ページ抜粋:
前回、当コラムで検察庁法の改正案について触れました。

現政権は節操のないことに世論の高まりを見て恐れをなして早々に撤回してしまいましたが、大きな議論を呼びました。

前回のコラムの中では検察庁法の改正について賛成とも反対とも申し上げていません。ただ、この問題を巡るネットや報道のあり方、論点に違和感があるということを申し上げたにすぎません。

何故違和感があるのでしょうか。

もちろん、三権分立の観点から法務大臣や内閣が検察官の人事に介入するのはおかしいという議論に違和感をもっているわけではありません。この議論は明確な誤りです。検察官は行政官であって、行政規律に服さねばなりません。したがって、この程度の認識の反対論については議論する気にもなりません。

この法律の解釈を巡って、閣議でこれまでの解釈を強引に変更してしまったことをもって立法権の侵害であると国会が怒るのならまだ分からないことはないのですが、司法権の侵害などという発想はどこから出てくるのか理解に苦しみます。

違和感があるのは、内閣に選別的な定年延長に関する権限を持たせることが、検察官の職務の独立性を侵すという議論です。

検察官の職務の独立性を担保しているのは検察庁法第14条であり、法務大臣は「検察官の事務に関し、検察官を一般に指揮監督することができる。」としつつ、但し書きをおいて、「個々の事件の取調又は処分については、検事総長のみを指揮することができる。」として、法務大臣の指揮権は個々の検察官には及ばないことが明記されています。改正案はこの条文を改正しようとはしていませんでした。

検察官はこの14条但し書きを伝家の宝刀として職務を遂行しています。

つまり、検察官の職務の独立性は保たれています。

検察の独立は脅かされるのか

しかしなお検察官の職務の独立性が侵されると主張する人々は、定年延長をチラつかされると検察官は政権に迎合してしまうだろうと考えているのでしょう。

ラベル付きオブジェクトの指し示し項目:
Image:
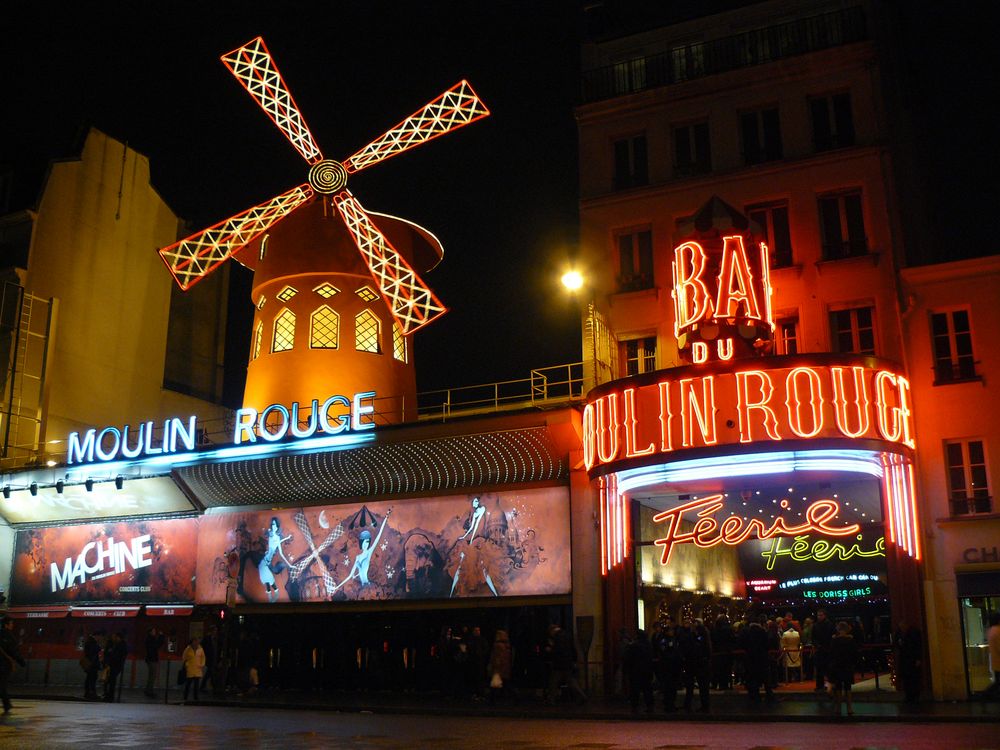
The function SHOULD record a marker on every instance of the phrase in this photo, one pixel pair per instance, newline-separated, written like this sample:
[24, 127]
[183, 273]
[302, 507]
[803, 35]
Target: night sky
[501, 194]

取り組む問題:
[1] 検察庁法に関する抜粋のうち、「検察官の職務の独立性を担保しているのは」で始まる段落を、主な事実を残したまま箇条書きにまとめてください。
[2] 検察庁法に関する抜粋の続きを、最後の文の後から書き継いでください。

演習の解答:
[1]
- 検察官の職務の独立性を担保しているのは検察庁法第14条である。
- 同条は、法務大臣が検察官の事務に関し、検察官を一般に指揮監督できると定めている。
- 但し書きにより、個々の事件の取調又は処分については、法務大臣は検事総長のみを指揮できる。
- これにより、法務大臣の指揮権が個々の検察官には及ばないことが明記されている。
- 改正案はこの条文を改正しようとはしていなかった。

[2]
これほど我が国の検察官を侮辱する主張はありません。強いて言えば、この法案の提出理由の説明を求められた森法務大臣が東日本大震災に際して検察官が国民を置いて先に逃げたと発言したものがありますが、これはまともに受け取る必要など微塵もない妄言でしかありません。

定年延長をチラつかされて尻尾を振る検察が全くゼロかと言われればそうでもないかもしれませんが、無視して差支えない範囲のはずです。

私は大勢の検察官と知り合いであるわけではありませんが、ある時、親しく数人の検察官と一緒に勉強会をしたこともあり、また、検察官出身の方々にいろいろと教えて頂いたことがあります。したがって、彼らの気風の一部を垣間見てきたとも言えるかもしれません。

検察官とはどういう人種なのだろうか

検察官に特徴的なことが4点あります。

まず、要点把握がおそろしく早い。彼らに長々と説明する必要はほとんどありません。結論を先に述べるだけで、理由の説明が要らないことの方が多かったように思います。

第2に、恐ろしく酒に強い。私より弱い検察官に会ったことはありません。つまり下戸はいないということです。彼らの飲み方は暴力的で、どう考えても肝臓がアルコールを分解しているとは思えず、飲んだお酒は肝臓を通らずに排出しているのではないかと疑っています。

検察官官舎には新聞記者などが夜討ち朝駆けで訪れてくるそうですが、たいていは飲みつぶされてろくなニュースネタはつかめないようです。あるいは、検察が意図的にリークする情報をつかまされて帰るのがオチということです。

第3に、麻雀のレートが凄まじく高い。私の感覚ではどう考えても違法な賭博が開帳されているのではないかと思うのですが、基本的には彼らのレートを超える賭け事が摘発の対象になるのだそうです。検察は常に正義なのです。

そして最後に、恐ろしく正義感が強い。正義感が強いからこそ、同じ司法試験に合格して司法修習生となっても、弁護士にも裁判官にもならず検察官の道を選んだ人たちです。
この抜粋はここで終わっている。